The Board recommends his re-appointment for the approval
of the members. Details, such as brief resumes, nature of
expertise in specific functional areas, names of companies
in which the above-named directors hold directorships,
committee memberships/ chairpersonships, shareholding in
your Company, etc. are furnished in the Notice of AGM.

(v) The Board of Directors at its meeting held on 12th August,
2023 appointed Mrs. Anuradha Saboo (DIN : 01812641) as
an Additional Director (Non-Executive) of the Company w.e.f.

12th August, 2023 who shall hold office upto the date of
ensuing Annual General Meeting of the Company. A separate
resolution seeking approval from the Shareholders, for her
appointment as Non -Executive Director, liable to retire by
rotation has been incorporated in the Notice convening next
Annual General Meeting.

The list of key skills, expertise and core competencies of the
Board of Directors, is provided in the Report on Corporate
Governance forming part of this report.

In the opinion of the Board, all the directors, as well as the
directors proposed to be re-appointed, possess the requisite
qualifications, experience and expertise and hold high
standards of integrity.

During the year under review, the Non-Executive Directors
(NEDs) of the Company had no pecuniary relationship or
transactions with the Company, other than sitting fees
received by them for attending the meetings of the Board of
Directors and Committee thereof and/or interest on deposits
and dividen payment, if any.

Key Managerial Personnel

Mr. Yashovardhan Saboo, Chairman & Managing Director, Mr.
Sanjeev Kumar Masown - Whole time Director cum Chief
Financial Officer and Mr. Brahm Prakash Kumar Company
Secretary, are the Key Managerial Personnel of the Company.
During the year under review, there were no changes to the
Key Managerial Personnel of the Company.

DIRECTORS RESPONSIBILITY STATEMENT

Pursuant to Section 134 of the Act (including any statutory
modification(s) and/or re-enactment(s) thereof for the time being
in force), the Directors of the Company state that:—

(i) in the preparation of the annual accounts, the applicable
accounting standards had been followed along with proper
explanation relating to material departures;

(ii) the directors had selected such accounting policies and
applied them consistently and made judgments and
estimates that are reasonable and prudent so as to give a
true and fair view of the state of affairs of the Company at
the end of the financial year and of the profit and loss of the
Company for that period;

(iii) the directors had taken proper and sufficient care for the
maintenance of adequate accounting records in accordance
with the provisions of the Companies Act, 2013 for
safeguarding the assets of the Company and for preventing
and detecting fraud and other irregularities;

(iv) the directors had prepared the annual accounts on a going
concern basis; and

(v) the directors had laid down internal financial controls to be
followed by the Company and that such internal financial
controls are adequate and were operating effectively.

● DATA EXCERPTS:

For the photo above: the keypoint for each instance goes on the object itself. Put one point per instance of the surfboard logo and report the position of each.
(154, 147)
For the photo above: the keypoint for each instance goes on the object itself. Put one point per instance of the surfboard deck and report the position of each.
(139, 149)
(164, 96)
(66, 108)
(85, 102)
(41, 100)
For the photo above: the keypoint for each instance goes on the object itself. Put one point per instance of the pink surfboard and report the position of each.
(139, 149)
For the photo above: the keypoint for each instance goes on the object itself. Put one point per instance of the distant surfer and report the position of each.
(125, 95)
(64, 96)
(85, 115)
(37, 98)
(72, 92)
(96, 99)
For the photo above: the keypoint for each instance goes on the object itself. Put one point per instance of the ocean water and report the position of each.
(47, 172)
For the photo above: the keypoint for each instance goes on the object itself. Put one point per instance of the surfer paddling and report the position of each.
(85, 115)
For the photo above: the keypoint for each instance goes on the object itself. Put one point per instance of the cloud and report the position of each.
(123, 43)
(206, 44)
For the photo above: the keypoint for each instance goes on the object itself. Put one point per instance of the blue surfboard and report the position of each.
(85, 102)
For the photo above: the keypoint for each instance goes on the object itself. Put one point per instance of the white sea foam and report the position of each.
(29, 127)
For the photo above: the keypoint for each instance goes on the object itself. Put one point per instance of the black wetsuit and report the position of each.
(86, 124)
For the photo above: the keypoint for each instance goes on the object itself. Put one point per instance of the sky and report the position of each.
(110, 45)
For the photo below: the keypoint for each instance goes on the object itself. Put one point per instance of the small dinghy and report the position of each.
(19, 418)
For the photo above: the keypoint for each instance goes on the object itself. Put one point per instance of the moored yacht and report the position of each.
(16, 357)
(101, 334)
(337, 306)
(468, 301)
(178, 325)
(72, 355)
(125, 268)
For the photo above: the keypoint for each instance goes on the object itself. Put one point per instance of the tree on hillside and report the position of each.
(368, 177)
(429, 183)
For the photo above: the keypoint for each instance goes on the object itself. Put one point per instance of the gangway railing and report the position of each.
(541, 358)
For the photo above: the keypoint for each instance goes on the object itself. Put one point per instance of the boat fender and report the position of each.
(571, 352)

* * *

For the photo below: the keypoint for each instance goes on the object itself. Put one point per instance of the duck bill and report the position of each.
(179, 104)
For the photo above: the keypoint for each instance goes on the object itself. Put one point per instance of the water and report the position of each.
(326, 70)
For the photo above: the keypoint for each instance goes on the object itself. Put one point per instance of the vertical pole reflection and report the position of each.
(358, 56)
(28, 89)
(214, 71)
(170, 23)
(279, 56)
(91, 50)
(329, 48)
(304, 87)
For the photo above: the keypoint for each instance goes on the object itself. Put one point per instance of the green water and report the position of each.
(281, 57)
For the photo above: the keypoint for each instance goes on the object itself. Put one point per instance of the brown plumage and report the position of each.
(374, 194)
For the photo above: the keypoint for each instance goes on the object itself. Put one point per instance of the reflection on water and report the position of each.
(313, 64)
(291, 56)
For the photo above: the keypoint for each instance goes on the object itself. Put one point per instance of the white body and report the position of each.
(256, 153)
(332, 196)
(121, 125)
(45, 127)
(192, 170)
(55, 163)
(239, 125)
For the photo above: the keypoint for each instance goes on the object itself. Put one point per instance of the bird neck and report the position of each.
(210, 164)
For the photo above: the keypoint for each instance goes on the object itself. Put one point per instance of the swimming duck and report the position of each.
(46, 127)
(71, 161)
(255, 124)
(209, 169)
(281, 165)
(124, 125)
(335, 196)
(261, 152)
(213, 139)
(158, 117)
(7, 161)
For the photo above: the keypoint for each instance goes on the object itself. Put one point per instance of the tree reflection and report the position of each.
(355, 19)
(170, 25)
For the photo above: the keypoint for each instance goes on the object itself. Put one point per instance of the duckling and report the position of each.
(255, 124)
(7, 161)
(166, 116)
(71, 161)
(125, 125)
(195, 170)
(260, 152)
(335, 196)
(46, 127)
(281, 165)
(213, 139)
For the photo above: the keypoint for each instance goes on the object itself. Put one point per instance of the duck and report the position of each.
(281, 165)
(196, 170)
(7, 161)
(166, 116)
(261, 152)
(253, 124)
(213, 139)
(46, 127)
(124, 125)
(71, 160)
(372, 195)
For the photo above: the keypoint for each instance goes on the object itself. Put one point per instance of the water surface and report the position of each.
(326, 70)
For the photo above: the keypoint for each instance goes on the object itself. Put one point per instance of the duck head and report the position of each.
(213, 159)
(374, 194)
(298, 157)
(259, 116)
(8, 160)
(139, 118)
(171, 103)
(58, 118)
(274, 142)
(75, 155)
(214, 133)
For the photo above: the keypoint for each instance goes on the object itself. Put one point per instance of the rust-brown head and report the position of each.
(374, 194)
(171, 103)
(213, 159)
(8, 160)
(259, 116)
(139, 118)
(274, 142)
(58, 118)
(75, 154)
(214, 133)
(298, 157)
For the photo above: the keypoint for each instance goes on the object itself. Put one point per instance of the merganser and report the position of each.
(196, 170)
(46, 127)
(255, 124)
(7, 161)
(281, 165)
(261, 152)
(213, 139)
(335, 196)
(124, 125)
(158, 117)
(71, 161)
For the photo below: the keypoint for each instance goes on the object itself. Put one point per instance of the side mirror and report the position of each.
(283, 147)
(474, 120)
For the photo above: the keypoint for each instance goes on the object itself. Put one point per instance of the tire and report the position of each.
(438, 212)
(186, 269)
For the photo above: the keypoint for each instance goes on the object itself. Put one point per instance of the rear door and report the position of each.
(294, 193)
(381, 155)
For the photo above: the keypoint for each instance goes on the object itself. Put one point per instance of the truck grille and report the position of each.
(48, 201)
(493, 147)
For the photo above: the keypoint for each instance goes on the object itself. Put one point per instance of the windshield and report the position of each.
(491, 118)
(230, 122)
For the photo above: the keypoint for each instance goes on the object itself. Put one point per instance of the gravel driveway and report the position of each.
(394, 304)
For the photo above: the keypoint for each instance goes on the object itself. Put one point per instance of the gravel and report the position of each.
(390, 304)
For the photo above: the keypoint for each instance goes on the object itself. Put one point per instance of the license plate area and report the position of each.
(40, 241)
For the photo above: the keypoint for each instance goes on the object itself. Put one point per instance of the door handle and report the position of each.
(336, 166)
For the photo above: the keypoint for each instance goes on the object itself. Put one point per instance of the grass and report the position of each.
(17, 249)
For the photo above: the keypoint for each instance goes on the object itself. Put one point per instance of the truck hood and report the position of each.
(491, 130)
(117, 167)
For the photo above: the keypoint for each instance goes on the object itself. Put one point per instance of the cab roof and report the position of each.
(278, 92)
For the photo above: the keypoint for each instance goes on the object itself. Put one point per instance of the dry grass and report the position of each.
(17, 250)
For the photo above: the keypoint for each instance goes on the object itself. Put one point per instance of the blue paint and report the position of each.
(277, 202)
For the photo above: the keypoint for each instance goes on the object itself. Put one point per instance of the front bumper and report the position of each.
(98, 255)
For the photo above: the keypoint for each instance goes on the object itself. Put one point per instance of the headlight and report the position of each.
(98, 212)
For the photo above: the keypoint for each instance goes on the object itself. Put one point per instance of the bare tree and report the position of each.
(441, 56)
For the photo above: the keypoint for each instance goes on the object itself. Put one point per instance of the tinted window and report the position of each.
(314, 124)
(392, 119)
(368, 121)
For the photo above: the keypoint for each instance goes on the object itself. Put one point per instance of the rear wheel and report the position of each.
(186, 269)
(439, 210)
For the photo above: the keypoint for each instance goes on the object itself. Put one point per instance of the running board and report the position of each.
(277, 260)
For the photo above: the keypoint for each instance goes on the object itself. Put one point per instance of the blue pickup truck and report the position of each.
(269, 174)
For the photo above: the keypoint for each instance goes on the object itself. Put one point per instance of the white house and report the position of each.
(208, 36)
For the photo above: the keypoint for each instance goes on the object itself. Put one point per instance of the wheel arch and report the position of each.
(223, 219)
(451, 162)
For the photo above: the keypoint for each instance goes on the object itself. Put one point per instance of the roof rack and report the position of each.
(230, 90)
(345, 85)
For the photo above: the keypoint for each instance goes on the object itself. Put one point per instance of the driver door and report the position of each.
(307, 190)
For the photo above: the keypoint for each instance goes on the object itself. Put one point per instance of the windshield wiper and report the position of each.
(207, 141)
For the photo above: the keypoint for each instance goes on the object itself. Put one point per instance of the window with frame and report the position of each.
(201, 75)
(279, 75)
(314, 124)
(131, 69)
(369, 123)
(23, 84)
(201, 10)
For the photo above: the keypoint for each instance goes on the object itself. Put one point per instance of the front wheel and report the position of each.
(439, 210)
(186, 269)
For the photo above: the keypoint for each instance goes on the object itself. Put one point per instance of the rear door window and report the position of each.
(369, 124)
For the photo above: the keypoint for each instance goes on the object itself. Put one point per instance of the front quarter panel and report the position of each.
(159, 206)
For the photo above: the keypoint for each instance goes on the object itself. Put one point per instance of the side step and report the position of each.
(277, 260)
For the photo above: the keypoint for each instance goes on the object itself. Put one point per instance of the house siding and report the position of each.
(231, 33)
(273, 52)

● EXERCISE INSTRUCTIONS:
Answer these questions from the extract on the company's directors:
(a) On what date did the Board appoint Mrs. Anuradha Saboo as an Additional Director?
(b) Who is named as the Company Secretary?
(c) On what basis did the directors prepare the annual accounts?
The items are separate material and have no connection to the extract on the company's directors.

● EXPECTED ANSWER:
(a) 12th August, 2023
(b) Mr. Brahm Prakash Kumar
(c) On a going concern basis